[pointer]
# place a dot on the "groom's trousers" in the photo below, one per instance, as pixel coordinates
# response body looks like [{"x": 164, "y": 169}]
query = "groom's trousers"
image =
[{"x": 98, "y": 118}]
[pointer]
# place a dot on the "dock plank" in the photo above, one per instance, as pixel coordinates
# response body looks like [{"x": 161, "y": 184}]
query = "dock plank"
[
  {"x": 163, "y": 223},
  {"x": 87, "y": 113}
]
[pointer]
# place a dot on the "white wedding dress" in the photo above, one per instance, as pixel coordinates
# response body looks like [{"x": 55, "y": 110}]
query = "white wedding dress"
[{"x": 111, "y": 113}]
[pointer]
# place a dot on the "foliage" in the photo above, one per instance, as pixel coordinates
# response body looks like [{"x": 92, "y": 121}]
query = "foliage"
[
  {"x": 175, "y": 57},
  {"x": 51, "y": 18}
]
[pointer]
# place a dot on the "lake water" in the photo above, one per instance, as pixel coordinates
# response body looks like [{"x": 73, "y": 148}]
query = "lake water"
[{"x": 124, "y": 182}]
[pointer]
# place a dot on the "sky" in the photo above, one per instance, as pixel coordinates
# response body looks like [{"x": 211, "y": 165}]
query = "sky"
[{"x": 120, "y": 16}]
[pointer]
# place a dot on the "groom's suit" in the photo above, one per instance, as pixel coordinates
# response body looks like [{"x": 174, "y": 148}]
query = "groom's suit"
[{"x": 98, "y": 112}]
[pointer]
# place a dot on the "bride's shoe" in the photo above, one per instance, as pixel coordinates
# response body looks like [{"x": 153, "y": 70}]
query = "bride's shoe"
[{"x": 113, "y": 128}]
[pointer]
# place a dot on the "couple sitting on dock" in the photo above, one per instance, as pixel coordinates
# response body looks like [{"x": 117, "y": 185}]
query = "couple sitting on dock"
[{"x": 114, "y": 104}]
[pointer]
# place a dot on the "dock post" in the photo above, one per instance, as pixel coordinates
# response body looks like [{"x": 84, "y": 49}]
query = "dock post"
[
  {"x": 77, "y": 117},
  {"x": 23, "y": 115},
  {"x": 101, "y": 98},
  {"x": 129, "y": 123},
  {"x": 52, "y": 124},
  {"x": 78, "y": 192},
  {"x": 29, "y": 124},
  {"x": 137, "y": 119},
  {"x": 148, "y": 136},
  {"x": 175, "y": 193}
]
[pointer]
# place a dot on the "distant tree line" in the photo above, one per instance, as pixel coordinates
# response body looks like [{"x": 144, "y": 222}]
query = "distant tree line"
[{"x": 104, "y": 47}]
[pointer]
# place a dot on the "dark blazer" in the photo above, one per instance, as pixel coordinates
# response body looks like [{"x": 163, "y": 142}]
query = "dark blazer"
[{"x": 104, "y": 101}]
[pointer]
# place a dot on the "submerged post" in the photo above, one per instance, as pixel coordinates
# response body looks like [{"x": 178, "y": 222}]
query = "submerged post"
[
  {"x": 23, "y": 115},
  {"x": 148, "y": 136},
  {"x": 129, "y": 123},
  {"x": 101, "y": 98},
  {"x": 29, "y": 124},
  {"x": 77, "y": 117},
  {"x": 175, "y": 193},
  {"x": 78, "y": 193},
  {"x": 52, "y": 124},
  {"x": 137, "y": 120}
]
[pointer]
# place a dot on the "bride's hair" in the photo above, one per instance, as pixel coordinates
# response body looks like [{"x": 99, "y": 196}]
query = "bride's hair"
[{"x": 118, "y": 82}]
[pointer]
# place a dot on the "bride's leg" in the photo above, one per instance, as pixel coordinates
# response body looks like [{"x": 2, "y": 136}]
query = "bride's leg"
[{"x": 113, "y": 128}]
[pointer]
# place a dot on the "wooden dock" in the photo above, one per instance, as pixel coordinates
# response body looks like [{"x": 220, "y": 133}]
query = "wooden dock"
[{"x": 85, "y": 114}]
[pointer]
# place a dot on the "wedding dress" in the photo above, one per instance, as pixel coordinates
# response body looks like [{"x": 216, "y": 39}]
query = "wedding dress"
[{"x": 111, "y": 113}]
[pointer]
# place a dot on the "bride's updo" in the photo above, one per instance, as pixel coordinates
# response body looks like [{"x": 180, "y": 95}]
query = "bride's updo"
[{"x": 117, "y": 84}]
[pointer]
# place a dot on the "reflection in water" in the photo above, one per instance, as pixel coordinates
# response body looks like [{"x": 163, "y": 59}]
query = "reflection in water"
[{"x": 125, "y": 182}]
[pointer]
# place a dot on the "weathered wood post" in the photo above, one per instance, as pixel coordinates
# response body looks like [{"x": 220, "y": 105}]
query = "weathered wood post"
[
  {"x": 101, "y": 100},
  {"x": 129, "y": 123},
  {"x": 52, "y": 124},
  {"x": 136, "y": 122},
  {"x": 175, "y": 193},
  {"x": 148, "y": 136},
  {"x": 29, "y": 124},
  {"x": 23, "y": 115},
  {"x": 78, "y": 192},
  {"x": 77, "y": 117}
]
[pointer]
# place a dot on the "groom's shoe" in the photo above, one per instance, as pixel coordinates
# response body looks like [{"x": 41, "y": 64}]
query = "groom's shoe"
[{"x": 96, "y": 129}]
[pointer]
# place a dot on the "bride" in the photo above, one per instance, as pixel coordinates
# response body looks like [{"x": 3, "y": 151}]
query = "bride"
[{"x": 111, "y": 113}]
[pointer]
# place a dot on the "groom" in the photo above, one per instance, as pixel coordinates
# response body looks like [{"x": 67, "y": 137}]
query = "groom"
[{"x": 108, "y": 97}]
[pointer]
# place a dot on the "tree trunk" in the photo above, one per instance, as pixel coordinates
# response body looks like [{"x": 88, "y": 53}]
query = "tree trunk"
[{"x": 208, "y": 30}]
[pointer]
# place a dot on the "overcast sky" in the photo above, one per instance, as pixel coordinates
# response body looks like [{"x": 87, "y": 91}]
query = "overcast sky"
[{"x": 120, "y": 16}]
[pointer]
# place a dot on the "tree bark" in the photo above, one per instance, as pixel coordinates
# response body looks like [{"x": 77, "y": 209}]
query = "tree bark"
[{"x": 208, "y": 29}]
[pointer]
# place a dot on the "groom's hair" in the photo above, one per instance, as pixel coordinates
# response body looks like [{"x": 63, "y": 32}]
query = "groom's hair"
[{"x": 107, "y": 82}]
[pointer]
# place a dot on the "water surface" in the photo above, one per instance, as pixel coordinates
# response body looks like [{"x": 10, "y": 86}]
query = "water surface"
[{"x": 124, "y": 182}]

━━━━

» **Aim**
Copy the material above back out, exactly as written.

» **Task response**
[pointer]
# place a dot on the "groom's trousers" in the photo below, one per instance, as pixel coordinates
# response body looks like [{"x": 164, "y": 169}]
query = "groom's trousers"
image =
[{"x": 98, "y": 118}]
[pointer]
# place a dot on the "dock plank" in the photo above, one per instance, as pixel coordinates
# response body looks like [{"x": 161, "y": 184}]
query = "dock plank"
[
  {"x": 163, "y": 223},
  {"x": 87, "y": 113}
]
[pointer]
# place a dot on the "white wedding dress" in the photo above, one per instance, as pixel coordinates
# response body looks like [{"x": 55, "y": 110}]
query = "white wedding dress"
[{"x": 111, "y": 113}]
[pointer]
# place a dot on the "foliage" in the photo above, one per instance, as pixel coordinates
# response body looks like [{"x": 92, "y": 121}]
query = "foliage"
[
  {"x": 175, "y": 57},
  {"x": 51, "y": 18}
]
[pointer]
# place a dot on the "lake water" in the photo above, one per instance, as pixel coordinates
# response body looks like [{"x": 73, "y": 148}]
query = "lake water"
[{"x": 124, "y": 182}]
[pointer]
# place a dot on the "sky" in the photo above, one per instance, as pixel coordinates
# response body looks like [{"x": 211, "y": 165}]
query = "sky"
[{"x": 120, "y": 16}]
[pointer]
# place a dot on the "groom's suit" in the photo above, one per instance, as pixel coordinates
# response body looks like [{"x": 174, "y": 148}]
query = "groom's suit"
[{"x": 98, "y": 112}]
[pointer]
# place a dot on the "bride's shoe" in the photo above, one per instance, as pixel coordinates
# response body looks like [{"x": 153, "y": 70}]
query = "bride's shoe"
[{"x": 113, "y": 128}]
[pointer]
# place a dot on the "couple sitting on dock" in the photo above, one per instance, as pixel coordinates
# response body looks like [{"x": 117, "y": 185}]
query = "couple sitting on dock"
[{"x": 114, "y": 104}]
[pointer]
# place a dot on the "dock post" in the photo above, one per instance, as pixel coordinates
# response body looks like [{"x": 84, "y": 49}]
query = "dock post"
[
  {"x": 77, "y": 117},
  {"x": 23, "y": 115},
  {"x": 101, "y": 98},
  {"x": 129, "y": 123},
  {"x": 52, "y": 124},
  {"x": 78, "y": 192},
  {"x": 29, "y": 124},
  {"x": 137, "y": 119},
  {"x": 148, "y": 136},
  {"x": 175, "y": 193}
]
[pointer]
# place a dot on the "distant tree line" in the photo above, one per instance, as pixel coordinates
# response body looks like [{"x": 144, "y": 222}]
query = "distant tree line"
[{"x": 104, "y": 47}]
[pointer]
# place a dot on the "dark blazer" in the photo above, one per instance, as pixel coordinates
# response body looks like [{"x": 163, "y": 142}]
query = "dark blazer"
[{"x": 104, "y": 101}]
[pointer]
# place a dot on the "submerged post" in the photo above, one per instance, as pixel coordinates
# response body looks like [{"x": 178, "y": 222}]
query = "submerged post"
[
  {"x": 23, "y": 115},
  {"x": 148, "y": 136},
  {"x": 129, "y": 123},
  {"x": 101, "y": 98},
  {"x": 29, "y": 124},
  {"x": 77, "y": 117},
  {"x": 175, "y": 193},
  {"x": 78, "y": 193},
  {"x": 52, "y": 124},
  {"x": 137, "y": 120}
]
[pointer]
# place a dot on the "bride's hair" in the photo above, one per instance, as pixel coordinates
# response body looks like [{"x": 99, "y": 196}]
query = "bride's hair"
[{"x": 118, "y": 82}]
[pointer]
# place a dot on the "bride's leg" in the photo above, one per instance, as pixel coordinates
# response body looks like [{"x": 2, "y": 136}]
query = "bride's leg"
[{"x": 113, "y": 128}]
[pointer]
# place a dot on the "wooden dock" in the photo above, one per instance, as pixel coordinates
# response body looks like [{"x": 220, "y": 133}]
query = "wooden dock"
[{"x": 85, "y": 114}]
[pointer]
# place a dot on the "wedding dress" in the photo above, one per instance, as pixel coordinates
# response body looks like [{"x": 216, "y": 39}]
query = "wedding dress"
[{"x": 111, "y": 113}]
[pointer]
# place a dot on the "bride's updo" in the photo above, one per instance, as pixel coordinates
# response body looks like [{"x": 180, "y": 95}]
query = "bride's updo"
[{"x": 117, "y": 84}]
[pointer]
# place a dot on the "reflection in water" in the photo above, one per instance, as pixel coordinates
# response body looks like [{"x": 163, "y": 59}]
query = "reflection in water"
[{"x": 125, "y": 182}]
[pointer]
# place a dot on the "weathered wood post" in the photo above, one per instance, as pixel coordinates
# response body looks like [{"x": 220, "y": 105}]
query = "weathered wood post"
[
  {"x": 101, "y": 100},
  {"x": 129, "y": 123},
  {"x": 52, "y": 124},
  {"x": 136, "y": 122},
  {"x": 175, "y": 193},
  {"x": 148, "y": 136},
  {"x": 29, "y": 124},
  {"x": 23, "y": 115},
  {"x": 78, "y": 192},
  {"x": 77, "y": 117}
]
[pointer]
# place a dot on the "groom's shoe" in the photo above, one per instance, as pixel coordinates
# response body looks like [{"x": 41, "y": 64}]
query = "groom's shoe"
[{"x": 96, "y": 129}]
[pointer]
# place a dot on the "bride" in the photo above, one per instance, as pixel coordinates
# response body looks like [{"x": 3, "y": 151}]
query = "bride"
[{"x": 111, "y": 113}]
[pointer]
# place a dot on the "groom" in the photo above, one per instance, as pixel coordinates
# response body looks like [{"x": 67, "y": 137}]
query = "groom"
[{"x": 108, "y": 97}]
[pointer]
# place a dot on the "tree trunk" in the photo above, one per instance, as pixel coordinates
# response body looks like [{"x": 88, "y": 53}]
query = "tree trunk"
[{"x": 208, "y": 30}]
[pointer]
# place a dot on the "overcast sky" in the photo above, one per instance, as pixel coordinates
# response body looks like [{"x": 87, "y": 91}]
query = "overcast sky"
[{"x": 120, "y": 16}]
[pointer]
# place a dot on the "tree bark" in the photo above, one per instance, as pixel coordinates
# response body looks like [{"x": 77, "y": 209}]
query = "tree bark"
[{"x": 208, "y": 29}]
[pointer]
# place a dot on the "groom's hair" in the photo above, one per instance, as pixel coordinates
# response body looks like [{"x": 63, "y": 32}]
query = "groom's hair"
[{"x": 107, "y": 82}]
[pointer]
# place a dot on the "water surface" in the photo above, one per instance, as pixel coordinates
# response body looks like [{"x": 10, "y": 86}]
query = "water surface"
[{"x": 124, "y": 182}]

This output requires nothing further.